--- Supplied data ---
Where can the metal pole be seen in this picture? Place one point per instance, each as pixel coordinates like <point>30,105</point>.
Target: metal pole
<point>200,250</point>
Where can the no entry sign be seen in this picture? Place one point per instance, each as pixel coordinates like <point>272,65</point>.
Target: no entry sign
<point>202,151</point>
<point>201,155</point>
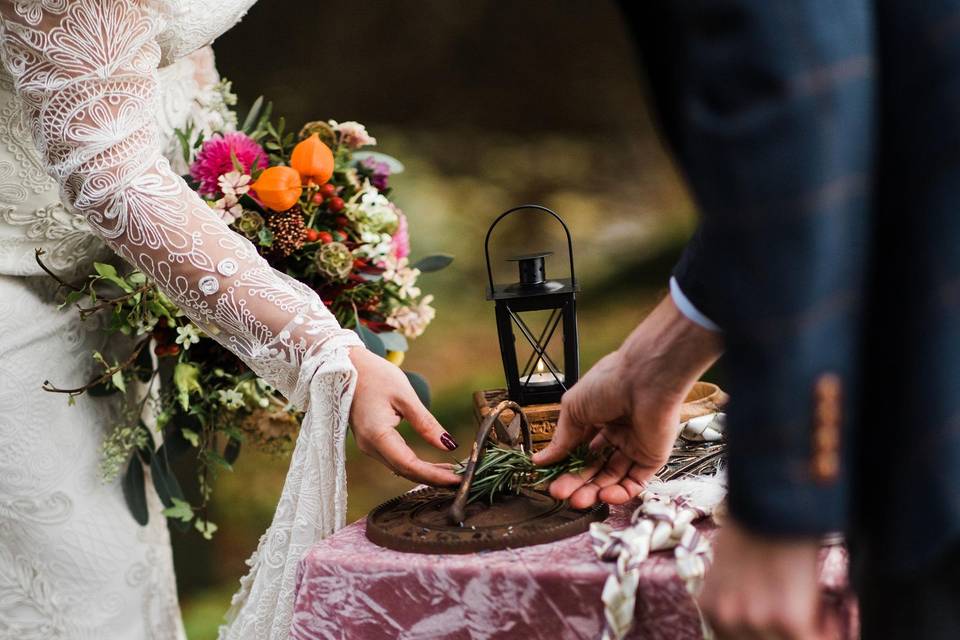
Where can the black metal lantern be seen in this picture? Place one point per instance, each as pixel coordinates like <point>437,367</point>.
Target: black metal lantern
<point>543,378</point>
---
:: Problem description ::
Write out all the records again with "Target" swapped for "Object" and everything else unchanged. Leave out the pictures.

:: Output for this task ::
Where can the metal pole be seen in this picture? Place one point per instance, each as pixel coordinates like <point>30,105</point>.
Object: metal pole
<point>200,250</point>
Where can the no entry sign be seen in this picture? Place one point per instance, each as pixel coordinates like <point>272,65</point>.
Object: no entry sign
<point>202,151</point>
<point>201,155</point>
Where can the black metal lantern be seen in this picture? Place one point per instance, each as pixel coordinates like <point>437,367</point>.
Object: black metal lantern
<point>543,378</point>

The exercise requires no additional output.